Tradizionalmente, i Sami sono impegnati nell’allevamento delle renne e fanno i pastori nomadi accompagnando un grosso branco. Nella tundra vivono nelle loro abitazioni appuntite, dette “kuvaksa”, ricoperte di pelli di renna e simili al “chum” dei Nenci. “Sono nato qui a Lovozero e un mese dopo mi hanno portato nella tundra. A bordo di una renna, perché prima mica c’erano i fuoristrada. Mia madre lavorava nella tenda, si occupava nelle faccende domestiche”, racconta Gavril Kirilov, allevatore di renne (in russo: olenovód).
Oggi da allevatore di renne si può studiare in un istituto locale. Il corso dura 2 anni e 10 mesi. Ma le paghe per questo lavoro non sono granché: in media sui 25 mila rubli (305 euro) al mese. E anche i pagamenti per la carne data ai macelli vanno attesi a lungo. E non è più permesso vivere nella tundra con i bambini: non ci sono condizioni di sicurezza. I bimbi vengono mandati in collegio per un po’ di tempo.
Per risolvere i loro problemi, nel 2008 volevano persino eleggere un parlamento Sami, come quelli che esistono in Europa (i Sami russi cercano di rimanere in contatto con i Sami europei). “Abbiamo studiato tutti i documenti, e visto come sono stati creati i parlamenti Sami in Finlandia, Norvegia, Svezia. Quindi abbiamo iniziato a preparare il congresso, è stato necessario eleggere i delegati”, racconta Valentina Sovkina. In ogni villaggio Sami si proponeva anche di issare la bandiera sami insieme a quella russa. Ma le autorità regionali non hanno sostenuto queste idee: né il parlamento né la bandiera, parlando apertamente di rischio separatismo. I Sami sono rimasti molto offesi. La Sovkina si asciuga le lacrime. “Siamo stati trasformati in una nazione decorativa, che sa solo ballare davanti ai turisti. Sembra che sia meglio stare zitti e risolvere tra di noi i nostri problemi”, dice.
Fino a poco tempo fa, in effetti, dei Sami della Regione di Murmansk ci si ricordava solo per le feste, quando l’ensemble sami si esibisce nelle danze tradizionali, o al tempo dei Giochi sami (delle “olimpiadi” locali). Uno degli sport più seguiti è il calcio sami, giocato solo dalle donne, con un pallone di pelli e pelliccia di renna. Ma tutto è cambiato dal 2010.

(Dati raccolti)
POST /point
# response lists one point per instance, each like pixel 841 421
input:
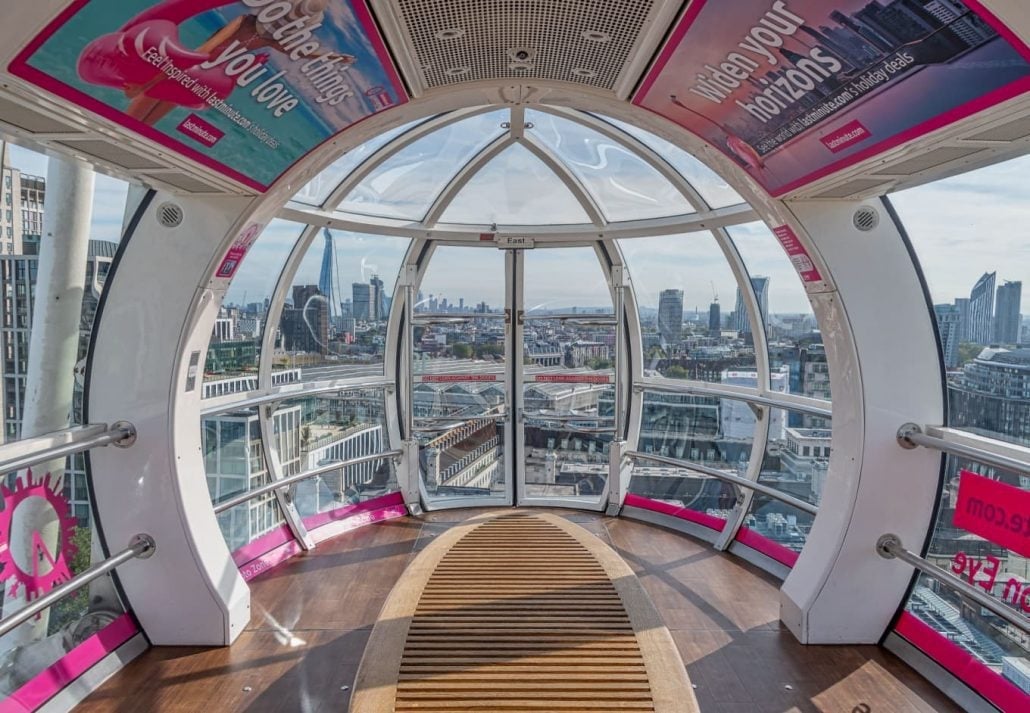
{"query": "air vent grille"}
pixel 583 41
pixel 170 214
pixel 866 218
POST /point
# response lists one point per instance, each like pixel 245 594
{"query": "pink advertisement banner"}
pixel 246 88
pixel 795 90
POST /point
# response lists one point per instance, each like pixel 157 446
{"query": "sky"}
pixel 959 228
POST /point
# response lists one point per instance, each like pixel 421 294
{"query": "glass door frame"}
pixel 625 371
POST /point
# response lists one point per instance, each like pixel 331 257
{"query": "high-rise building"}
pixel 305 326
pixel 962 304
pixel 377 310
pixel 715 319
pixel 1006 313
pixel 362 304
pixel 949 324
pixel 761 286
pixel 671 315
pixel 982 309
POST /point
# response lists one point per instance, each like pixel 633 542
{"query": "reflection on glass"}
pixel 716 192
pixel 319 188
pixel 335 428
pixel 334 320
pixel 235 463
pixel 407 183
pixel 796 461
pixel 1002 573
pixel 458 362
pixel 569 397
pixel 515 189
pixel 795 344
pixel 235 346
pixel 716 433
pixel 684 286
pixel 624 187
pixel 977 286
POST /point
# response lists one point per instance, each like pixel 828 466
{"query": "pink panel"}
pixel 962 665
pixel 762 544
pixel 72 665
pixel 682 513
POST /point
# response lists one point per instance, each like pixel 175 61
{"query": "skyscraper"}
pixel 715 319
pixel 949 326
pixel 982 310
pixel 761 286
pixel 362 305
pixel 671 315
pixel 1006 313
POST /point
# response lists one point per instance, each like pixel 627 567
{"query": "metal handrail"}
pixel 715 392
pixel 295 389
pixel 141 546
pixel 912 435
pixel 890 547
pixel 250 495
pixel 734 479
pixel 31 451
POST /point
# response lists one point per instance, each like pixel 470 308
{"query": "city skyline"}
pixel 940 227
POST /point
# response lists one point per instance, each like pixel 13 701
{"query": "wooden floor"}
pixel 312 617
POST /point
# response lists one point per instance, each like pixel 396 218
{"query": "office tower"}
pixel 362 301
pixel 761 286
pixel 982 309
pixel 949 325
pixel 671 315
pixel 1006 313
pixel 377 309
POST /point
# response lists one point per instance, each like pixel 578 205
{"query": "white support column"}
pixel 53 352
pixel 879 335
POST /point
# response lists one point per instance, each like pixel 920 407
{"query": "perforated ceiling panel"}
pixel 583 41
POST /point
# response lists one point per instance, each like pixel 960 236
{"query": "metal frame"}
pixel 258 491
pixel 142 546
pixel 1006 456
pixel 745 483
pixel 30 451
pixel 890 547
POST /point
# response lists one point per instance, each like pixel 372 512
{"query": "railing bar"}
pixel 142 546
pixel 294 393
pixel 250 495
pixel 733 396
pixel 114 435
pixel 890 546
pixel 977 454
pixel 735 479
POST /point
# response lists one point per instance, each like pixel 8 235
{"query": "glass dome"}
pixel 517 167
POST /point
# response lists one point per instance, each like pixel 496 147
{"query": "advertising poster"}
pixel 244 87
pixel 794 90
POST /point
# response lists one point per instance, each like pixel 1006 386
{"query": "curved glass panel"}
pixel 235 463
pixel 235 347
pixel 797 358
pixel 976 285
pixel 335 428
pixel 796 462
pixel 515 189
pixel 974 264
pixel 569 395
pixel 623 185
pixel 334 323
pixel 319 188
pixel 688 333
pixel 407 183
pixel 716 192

▶ [CONSEGNA]: Riscrivi il brano sui Sami, tutto da "Oggi da allevatore" giù fino a "po’ di tempo.", scambiando "collegio" con "convitto". I record provengono da un'altra fonte.

▶ [RISPOSTA]:
Oggi da allevatore di renne si può studiare in un istituto locale. Il corso dura 2 anni e 10 mesi. Ma le paghe per questo lavoro non sono granché: in media sui 25 mila rubli (305 euro) al mese. E anche i pagamenti per la carne data ai macelli vanno attesi a lungo. E non è più permesso vivere nella tundra con i bambini: non ci sono condizioni di sicurezza. I bimbi vengono mandati in convitto per un po’ di tempo.